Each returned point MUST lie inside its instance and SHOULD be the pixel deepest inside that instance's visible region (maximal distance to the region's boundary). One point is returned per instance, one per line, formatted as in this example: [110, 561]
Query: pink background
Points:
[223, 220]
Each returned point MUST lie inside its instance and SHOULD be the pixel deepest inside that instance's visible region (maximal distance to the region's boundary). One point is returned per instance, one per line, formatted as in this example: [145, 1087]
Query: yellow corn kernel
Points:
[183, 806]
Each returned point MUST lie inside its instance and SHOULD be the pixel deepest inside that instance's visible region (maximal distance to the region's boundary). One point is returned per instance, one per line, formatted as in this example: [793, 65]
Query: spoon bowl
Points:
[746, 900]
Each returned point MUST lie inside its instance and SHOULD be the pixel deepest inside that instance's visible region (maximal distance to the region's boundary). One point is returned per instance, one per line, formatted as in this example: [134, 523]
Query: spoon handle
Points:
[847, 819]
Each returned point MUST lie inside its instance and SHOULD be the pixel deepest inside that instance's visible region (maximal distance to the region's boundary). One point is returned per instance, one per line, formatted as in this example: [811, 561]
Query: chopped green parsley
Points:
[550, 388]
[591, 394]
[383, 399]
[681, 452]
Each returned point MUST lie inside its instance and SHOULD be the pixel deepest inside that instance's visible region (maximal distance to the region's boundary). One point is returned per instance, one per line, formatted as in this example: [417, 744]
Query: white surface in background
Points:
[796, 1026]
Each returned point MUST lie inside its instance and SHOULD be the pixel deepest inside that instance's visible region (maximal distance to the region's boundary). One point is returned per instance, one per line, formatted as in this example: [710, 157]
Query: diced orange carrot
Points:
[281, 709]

· · · ·

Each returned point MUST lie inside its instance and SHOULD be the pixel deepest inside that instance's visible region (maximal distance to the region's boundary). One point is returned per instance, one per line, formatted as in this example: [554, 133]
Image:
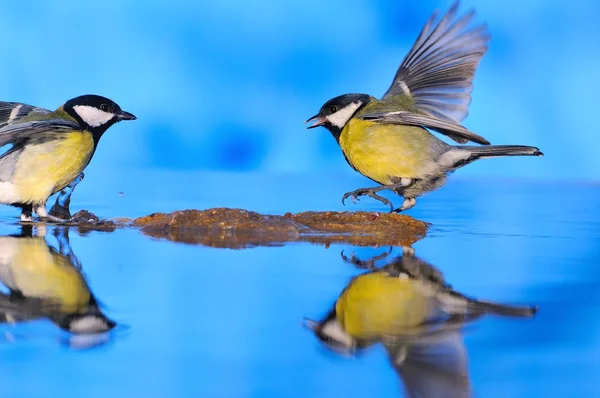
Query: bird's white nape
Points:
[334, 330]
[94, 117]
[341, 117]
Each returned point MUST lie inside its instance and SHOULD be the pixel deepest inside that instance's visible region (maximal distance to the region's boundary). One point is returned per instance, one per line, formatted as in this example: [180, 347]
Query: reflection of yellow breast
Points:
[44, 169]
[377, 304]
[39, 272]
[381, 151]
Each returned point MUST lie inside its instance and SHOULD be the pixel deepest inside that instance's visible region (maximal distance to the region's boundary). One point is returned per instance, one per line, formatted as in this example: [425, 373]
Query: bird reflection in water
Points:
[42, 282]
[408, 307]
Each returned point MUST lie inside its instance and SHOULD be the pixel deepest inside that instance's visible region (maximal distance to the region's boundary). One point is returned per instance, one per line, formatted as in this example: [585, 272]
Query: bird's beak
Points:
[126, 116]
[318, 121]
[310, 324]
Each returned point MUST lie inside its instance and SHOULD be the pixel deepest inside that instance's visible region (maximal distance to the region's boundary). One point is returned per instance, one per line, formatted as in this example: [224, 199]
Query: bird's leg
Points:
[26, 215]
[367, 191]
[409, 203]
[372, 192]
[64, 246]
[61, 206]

· · · ·

HOW TO COMPLETE THIS TASK:
Scan the lines above for the word "white", then copy each line that has it.

RESULT FOR THIS TASK:
Query: white surface in background
Query: bird's white nape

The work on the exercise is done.